▶ **READING PASSAGE**:
# newspaper thief



## Sweet Summer Time (Nov 24, 2010)

One night we accidently left our back door unlocked, and the wind was real bad, needless to say the door got blown open at some point. Summer sleeps downstairs as it is too warm for her upstairs....anyways my husband went downstairs next morning only to find a nice cool breeze from the back door being open and sweet Summer laying in the middle of the floor with a chewed up newspaper! (We don't get the paper) she had left at some point stole one of our neighbors newspaper and brought it back to chew on in the comforts of her own home!


----------



## mainegirl (May 2, 2005)

aw..... she just wanted to earn a few extra pennies as a paper"boy/girl". don't hate me because i'm beautiful

what a criminal!!!!!!!!!!!
beth, moose and angel


----------



## cubbysan (Mar 13, 2007)

Thank goodness she came back home!

She must have been so proud of herself.


----------



## MelMcGarry (May 2, 2010)

Too funny! My Tucker would have probably brought home a critter of some sort to play with! Sounds like she just wanted to catch up on the latest news!


----------



## Sweet Summer Time (Nov 24, 2010)

cubbysan said:


> Thank goodness she came back home!
> 
> She must have been so proud of herself.


 
Yes i was so thankful that she did come back, she does love us!  Now I check the door 2 and 3 times before I go to bed!


----------



## Deb_Bayne (Mar 18, 2011)

Thank goodness she knows enough to come home. 

Bayne got out of his outdoor kennel by being able to lift the latch by shaking the gate, now we have a weight on the latch so it can't pop up. Each time he got out I found him sitting in front of the sliding glass doors wanting in. The last time he got out was under the deck, I looked out the sliding doors and there he was walking up the steps toward the door. I think now we have the kennel secure.


----------



## ebenjamin85 (Apr 13, 2008)

Apparently Summer was feeling news deprived and felt the need to brush up on current events. Glad she came home to read the paper!!!

▶ **THINGS TO DO**:
a - Copy the newspaper thief thread word for word, from "Bayne got out" to "read the paper!!!".
b - In the newspaper thief thread, how did Bayne get out of his outdoor kennel?

(Raw records)
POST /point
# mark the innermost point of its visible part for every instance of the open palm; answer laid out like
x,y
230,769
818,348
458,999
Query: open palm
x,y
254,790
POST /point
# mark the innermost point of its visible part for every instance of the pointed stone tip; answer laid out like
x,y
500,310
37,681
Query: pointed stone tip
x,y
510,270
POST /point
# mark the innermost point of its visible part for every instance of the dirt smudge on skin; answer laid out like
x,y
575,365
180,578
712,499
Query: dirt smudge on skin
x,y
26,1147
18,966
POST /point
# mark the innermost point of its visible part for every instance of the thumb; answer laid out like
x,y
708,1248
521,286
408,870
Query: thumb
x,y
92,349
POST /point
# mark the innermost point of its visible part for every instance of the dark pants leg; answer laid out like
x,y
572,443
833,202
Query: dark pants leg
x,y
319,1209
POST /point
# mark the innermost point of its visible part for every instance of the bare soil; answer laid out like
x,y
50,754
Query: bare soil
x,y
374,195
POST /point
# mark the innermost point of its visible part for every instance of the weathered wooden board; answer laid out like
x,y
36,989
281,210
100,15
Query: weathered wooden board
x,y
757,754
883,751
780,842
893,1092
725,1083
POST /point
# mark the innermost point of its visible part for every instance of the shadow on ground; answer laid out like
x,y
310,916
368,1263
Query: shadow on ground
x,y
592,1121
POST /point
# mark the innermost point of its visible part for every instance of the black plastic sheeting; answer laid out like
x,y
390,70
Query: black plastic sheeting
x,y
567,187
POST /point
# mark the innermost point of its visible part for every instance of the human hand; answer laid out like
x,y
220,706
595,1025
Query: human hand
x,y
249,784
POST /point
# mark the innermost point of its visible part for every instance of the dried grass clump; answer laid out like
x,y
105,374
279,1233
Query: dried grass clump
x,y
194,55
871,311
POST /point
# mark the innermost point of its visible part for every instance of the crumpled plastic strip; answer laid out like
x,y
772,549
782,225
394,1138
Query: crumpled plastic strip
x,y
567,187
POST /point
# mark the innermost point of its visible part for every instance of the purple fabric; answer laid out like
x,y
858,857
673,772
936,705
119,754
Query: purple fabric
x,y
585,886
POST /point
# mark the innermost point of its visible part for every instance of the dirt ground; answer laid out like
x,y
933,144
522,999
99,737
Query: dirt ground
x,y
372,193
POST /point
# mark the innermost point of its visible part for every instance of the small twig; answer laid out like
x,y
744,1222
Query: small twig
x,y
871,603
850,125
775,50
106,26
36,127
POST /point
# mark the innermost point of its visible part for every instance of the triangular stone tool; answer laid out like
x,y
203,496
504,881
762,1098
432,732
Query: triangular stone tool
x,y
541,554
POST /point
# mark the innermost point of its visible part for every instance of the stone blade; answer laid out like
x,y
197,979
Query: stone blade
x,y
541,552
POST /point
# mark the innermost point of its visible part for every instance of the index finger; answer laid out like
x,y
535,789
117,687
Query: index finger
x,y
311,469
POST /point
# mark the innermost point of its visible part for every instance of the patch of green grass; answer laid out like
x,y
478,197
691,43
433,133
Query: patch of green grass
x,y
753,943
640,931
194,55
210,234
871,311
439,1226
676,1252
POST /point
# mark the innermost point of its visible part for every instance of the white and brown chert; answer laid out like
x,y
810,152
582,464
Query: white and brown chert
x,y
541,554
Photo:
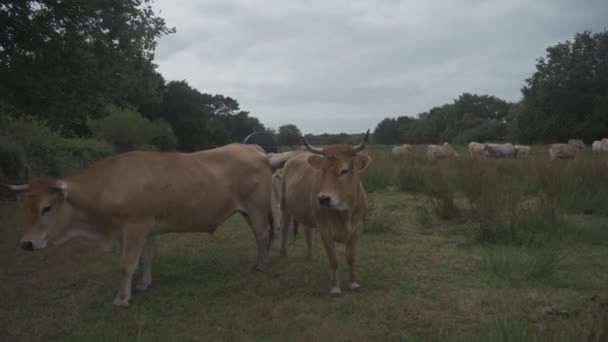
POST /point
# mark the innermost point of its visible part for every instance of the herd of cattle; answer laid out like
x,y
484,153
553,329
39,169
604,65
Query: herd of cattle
x,y
131,197
508,150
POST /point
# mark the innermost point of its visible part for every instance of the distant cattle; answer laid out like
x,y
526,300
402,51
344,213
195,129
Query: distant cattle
x,y
323,189
522,151
577,142
132,197
499,150
563,151
476,149
600,145
444,151
402,151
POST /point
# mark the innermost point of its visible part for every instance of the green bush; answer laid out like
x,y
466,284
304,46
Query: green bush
x,y
12,160
44,151
126,129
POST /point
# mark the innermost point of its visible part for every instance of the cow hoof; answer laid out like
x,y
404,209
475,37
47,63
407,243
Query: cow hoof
x,y
311,258
261,268
121,302
142,286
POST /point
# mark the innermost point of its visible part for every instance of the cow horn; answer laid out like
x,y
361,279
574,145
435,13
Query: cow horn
x,y
22,187
312,149
361,146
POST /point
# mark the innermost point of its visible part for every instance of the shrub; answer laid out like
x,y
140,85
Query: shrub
x,y
12,160
44,151
126,129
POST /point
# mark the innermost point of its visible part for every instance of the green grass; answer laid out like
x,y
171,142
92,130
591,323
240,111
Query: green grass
x,y
424,276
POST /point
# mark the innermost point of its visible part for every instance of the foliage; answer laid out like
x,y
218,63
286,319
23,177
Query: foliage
x,y
46,152
126,129
12,160
289,135
64,61
470,117
202,120
567,96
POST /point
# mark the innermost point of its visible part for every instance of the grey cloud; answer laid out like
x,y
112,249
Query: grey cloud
x,y
345,65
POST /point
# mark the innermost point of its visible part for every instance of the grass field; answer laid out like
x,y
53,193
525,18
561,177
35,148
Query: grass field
x,y
466,250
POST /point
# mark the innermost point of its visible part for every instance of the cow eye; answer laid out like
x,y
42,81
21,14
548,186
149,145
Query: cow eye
x,y
46,209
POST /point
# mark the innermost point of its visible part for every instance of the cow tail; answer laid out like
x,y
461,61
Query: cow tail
x,y
295,229
271,233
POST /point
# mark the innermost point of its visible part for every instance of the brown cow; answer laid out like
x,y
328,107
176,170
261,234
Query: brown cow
x,y
133,196
476,149
323,189
563,151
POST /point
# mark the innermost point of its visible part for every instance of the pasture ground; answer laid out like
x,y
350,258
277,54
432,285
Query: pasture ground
x,y
425,276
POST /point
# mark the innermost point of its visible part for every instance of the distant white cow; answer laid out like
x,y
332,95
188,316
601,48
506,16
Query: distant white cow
x,y
563,151
444,151
522,151
476,149
600,145
499,151
577,142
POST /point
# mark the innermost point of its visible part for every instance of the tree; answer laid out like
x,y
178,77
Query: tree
x,y
64,61
289,135
470,117
128,130
187,111
567,96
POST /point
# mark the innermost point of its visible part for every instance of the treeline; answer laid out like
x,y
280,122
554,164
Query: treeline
x,y
567,97
78,82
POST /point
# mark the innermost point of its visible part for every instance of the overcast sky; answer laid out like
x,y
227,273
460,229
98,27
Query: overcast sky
x,y
342,66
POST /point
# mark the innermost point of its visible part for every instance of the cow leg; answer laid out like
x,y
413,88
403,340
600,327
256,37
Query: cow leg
x,y
285,223
308,236
133,243
146,268
259,224
350,258
330,251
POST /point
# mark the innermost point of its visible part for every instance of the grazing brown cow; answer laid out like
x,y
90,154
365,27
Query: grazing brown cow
x,y
522,151
133,196
323,189
476,149
563,151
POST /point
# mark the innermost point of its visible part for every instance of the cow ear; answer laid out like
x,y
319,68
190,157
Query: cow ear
x,y
315,160
362,161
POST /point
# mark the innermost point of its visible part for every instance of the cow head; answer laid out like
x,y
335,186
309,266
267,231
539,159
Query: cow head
x,y
46,212
340,166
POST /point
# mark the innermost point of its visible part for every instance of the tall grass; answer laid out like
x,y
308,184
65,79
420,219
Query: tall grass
x,y
511,201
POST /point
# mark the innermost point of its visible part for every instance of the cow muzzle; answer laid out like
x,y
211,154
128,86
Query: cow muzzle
x,y
31,245
327,200
27,245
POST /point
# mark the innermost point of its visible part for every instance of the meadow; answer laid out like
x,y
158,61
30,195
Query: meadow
x,y
457,250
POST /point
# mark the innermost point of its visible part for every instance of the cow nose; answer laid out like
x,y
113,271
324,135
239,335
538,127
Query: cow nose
x,y
27,245
324,199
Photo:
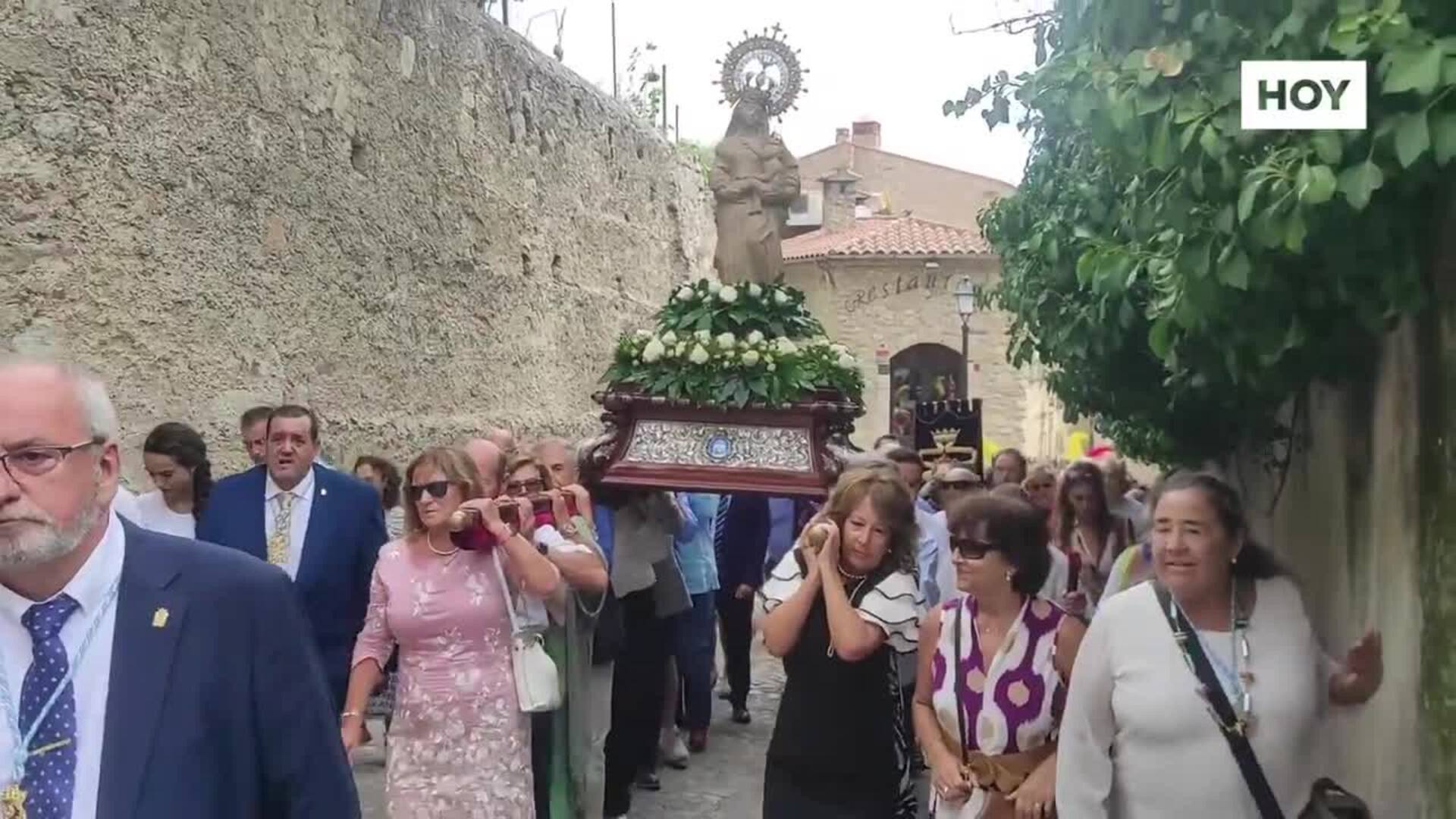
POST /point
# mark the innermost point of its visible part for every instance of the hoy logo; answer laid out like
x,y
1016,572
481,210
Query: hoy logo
x,y
1302,95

▶ **RESULTS BY TASK**:
a -
Bayne got out of his outdoor kennel by being able to lift the latch by shaking the gate, now we have a weight on the latch so it can't pop up. Each time he got out I found him sitting in front of the sliding glass doors wanting in. The last time he got out was under the deck, I looked out the sliding doors and there he was walking up the steps toward the door. I think now we have the kennel secure.


----------



## ebenjamin85 (Apr 13, 2008)

Apparently Summer was feeling news deprived and felt the need to brush up on current events. Glad she came home to read the paper!!!

b - He lifted the latch by shaking the gate.